§ Your objective
From the serverless data pipeline guide below, reproduce word for word the part that opens with the words containing "a step by step" and closes with "one for glue.".

SERVERLESS-DATA-PIPELINE

Using AWS Cloud Services Lambda, S3, Glue and Athena we are going to build a data pipeline written in python and deploy it using the Serverless Framework.

You can read the article here:

https://medium.com/@vincentclaes_43752/build-a-serverless-data-pipeline-on-aws-7c7d498d9707

Deploy and run the data pipeline

make sure you have correct user and roles defined:

Create a user to access AWS

create an admin user using the AWS console and set the credentials under a [serverless] section in the credentials file located in 

~/.aws/credentials

a step by step guide can be found here: https://medium.com/@vincentclaes_43752/create-a-user-for-the-serverless-framework-8e5c336d47c7

Create the necessary roles

for our project we need two roles; 

  • one for lambda 
  • one for glue.

[Source data]
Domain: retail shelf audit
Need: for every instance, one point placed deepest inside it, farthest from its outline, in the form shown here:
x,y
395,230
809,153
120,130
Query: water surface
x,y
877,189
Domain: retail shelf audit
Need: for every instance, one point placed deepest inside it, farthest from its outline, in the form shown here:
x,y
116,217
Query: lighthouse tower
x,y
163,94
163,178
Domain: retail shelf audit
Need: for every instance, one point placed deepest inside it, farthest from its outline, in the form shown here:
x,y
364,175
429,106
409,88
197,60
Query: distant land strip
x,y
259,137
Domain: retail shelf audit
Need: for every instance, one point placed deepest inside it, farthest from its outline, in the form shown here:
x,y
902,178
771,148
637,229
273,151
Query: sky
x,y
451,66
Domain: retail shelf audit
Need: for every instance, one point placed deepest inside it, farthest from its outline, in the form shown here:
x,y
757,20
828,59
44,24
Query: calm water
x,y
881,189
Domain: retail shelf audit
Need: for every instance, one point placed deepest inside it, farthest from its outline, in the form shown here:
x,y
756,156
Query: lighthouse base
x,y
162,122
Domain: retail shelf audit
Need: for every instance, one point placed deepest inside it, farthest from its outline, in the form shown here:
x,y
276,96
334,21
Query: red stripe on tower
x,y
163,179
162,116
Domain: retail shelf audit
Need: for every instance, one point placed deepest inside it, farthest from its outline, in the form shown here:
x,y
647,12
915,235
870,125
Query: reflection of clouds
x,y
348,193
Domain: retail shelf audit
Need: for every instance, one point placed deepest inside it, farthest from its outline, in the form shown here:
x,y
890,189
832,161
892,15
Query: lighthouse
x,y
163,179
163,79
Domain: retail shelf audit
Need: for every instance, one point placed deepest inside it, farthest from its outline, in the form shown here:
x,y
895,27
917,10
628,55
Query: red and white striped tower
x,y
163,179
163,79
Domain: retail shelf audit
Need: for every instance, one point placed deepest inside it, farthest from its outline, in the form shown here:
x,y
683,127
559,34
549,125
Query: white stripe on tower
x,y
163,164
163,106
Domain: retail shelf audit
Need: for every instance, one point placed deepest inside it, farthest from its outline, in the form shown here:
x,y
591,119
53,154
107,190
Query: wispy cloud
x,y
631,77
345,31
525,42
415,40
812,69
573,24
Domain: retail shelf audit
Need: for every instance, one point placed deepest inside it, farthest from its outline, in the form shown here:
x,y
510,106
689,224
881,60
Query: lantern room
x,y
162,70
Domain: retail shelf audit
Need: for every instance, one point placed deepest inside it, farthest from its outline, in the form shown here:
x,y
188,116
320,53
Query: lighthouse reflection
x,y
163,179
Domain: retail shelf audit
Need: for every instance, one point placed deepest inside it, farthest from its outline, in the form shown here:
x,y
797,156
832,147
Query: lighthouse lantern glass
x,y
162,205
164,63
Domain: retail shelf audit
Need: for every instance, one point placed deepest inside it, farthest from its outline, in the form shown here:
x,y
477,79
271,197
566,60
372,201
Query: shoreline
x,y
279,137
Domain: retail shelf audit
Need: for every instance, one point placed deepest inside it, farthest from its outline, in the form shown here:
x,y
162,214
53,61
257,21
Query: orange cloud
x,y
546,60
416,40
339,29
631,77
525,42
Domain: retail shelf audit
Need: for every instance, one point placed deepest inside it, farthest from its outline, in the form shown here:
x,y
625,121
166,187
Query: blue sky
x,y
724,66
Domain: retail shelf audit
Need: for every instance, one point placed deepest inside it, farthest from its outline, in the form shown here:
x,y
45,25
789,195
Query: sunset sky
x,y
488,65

§ Response
a step by step guide can be found here: https://medium.com/@vincentclaes_43752/create-a-user-for-the-serverless-framework-8e5c336d47c7

Create the necessary roles

for our project we need two roles; 

  • one for lambda 
  • one for glue.